SUPPLIED DATA below:

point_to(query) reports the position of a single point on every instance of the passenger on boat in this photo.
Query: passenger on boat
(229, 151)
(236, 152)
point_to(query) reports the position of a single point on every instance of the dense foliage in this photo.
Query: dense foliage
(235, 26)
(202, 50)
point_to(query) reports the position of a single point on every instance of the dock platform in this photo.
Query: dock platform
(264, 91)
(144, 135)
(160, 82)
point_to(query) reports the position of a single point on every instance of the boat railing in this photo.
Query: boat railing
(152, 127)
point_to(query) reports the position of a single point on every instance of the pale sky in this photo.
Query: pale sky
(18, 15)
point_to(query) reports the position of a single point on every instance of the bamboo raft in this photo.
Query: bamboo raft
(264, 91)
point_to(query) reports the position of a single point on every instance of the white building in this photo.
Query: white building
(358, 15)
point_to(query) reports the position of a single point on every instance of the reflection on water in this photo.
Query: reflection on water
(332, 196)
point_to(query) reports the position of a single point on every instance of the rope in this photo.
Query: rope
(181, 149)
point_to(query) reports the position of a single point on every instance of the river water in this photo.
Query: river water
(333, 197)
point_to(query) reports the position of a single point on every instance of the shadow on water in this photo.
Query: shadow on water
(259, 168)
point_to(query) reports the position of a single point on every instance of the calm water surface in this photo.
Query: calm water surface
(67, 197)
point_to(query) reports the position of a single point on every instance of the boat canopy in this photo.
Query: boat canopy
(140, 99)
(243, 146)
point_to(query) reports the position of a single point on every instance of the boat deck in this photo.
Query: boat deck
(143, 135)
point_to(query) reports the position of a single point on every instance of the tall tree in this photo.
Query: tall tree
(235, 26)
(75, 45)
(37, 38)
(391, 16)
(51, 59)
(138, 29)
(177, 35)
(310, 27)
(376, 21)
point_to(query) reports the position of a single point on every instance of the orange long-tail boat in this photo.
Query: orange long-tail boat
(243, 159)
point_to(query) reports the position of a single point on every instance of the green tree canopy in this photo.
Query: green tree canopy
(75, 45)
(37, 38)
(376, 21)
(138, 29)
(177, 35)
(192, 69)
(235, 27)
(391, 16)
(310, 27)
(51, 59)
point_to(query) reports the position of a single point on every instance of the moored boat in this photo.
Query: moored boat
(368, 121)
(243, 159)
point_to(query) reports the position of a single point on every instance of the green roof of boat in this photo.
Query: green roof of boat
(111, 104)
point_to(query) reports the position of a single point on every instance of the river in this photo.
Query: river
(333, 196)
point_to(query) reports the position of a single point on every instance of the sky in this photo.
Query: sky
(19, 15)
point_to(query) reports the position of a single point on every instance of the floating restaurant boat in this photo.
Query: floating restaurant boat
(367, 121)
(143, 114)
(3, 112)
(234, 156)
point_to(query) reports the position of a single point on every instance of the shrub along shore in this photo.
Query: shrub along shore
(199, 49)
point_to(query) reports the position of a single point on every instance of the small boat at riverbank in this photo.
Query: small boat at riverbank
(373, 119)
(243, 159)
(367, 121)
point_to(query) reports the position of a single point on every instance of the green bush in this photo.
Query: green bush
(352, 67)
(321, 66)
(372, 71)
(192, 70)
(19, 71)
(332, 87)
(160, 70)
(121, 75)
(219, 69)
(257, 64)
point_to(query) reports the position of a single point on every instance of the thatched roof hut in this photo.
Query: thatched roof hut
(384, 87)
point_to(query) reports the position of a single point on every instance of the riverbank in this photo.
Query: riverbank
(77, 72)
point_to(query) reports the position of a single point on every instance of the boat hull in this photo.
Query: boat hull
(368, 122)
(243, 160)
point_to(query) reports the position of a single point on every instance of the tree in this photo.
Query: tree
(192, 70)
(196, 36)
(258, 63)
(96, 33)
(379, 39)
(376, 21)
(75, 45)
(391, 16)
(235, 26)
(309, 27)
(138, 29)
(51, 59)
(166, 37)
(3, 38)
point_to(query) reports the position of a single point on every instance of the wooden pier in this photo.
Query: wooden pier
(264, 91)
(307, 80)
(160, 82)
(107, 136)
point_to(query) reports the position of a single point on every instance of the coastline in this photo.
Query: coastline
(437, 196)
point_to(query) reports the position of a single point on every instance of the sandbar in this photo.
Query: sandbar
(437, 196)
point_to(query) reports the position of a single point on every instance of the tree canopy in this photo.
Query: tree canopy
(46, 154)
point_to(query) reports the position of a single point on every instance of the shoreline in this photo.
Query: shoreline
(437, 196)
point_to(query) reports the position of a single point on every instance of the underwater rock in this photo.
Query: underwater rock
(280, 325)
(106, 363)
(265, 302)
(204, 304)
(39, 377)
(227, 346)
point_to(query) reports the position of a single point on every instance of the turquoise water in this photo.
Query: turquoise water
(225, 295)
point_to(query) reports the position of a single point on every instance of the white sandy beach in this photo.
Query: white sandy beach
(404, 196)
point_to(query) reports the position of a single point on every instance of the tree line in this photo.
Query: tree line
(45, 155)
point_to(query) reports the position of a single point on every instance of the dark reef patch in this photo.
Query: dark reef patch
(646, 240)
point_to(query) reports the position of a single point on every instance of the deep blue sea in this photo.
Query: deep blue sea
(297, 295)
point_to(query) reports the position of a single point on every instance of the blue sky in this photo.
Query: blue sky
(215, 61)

End of SUPPLIED DATA.

▶ **REQUIREMENT**: Nothing but the lines from the one with "sandbar in this photo." through the last line of the entries should be repeated, and those exactly.

▶ **COMPLETED TASK**:
point_to(query) reports the position of a single point on every instance of the sandbar in this photo.
Query: sandbar
(437, 196)
point_to(query) reports the position of a single point on every instance of the tree canopy in this photo.
Query: tree canopy
(46, 154)
point_to(query) reports the position of a single point on every instance of the shoreline in this photo.
Query: shoreline
(437, 196)
point_to(query) reports the position of a single point on every instance of the underwater rock in this photo.
Query: underwater rock
(280, 325)
(106, 363)
(265, 302)
(204, 304)
(39, 377)
(227, 346)
point_to(query) reports the position of a single point on every instance of the turquoise water in this photo.
Query: turquoise water
(225, 295)
point_to(query) reports the position of a single point on every instance of the white sandy beach in this photo.
Query: white sandy beach
(404, 196)
point_to(query) reports the position of a single point on every instance of the tree line in this photo.
Query: tree line
(45, 155)
point_to(query) reports the position of a single point on every instance of the dark reef patch in this photo.
Query: dark reef patch
(646, 240)
point_to(query) reports the position of a single point on every instance of the deep blue sea in this photo.
Query: deep blue sea
(297, 295)
point_to(query) reports the position of a single point on every instance of the blue sky in this photo.
Query: blue sky
(215, 61)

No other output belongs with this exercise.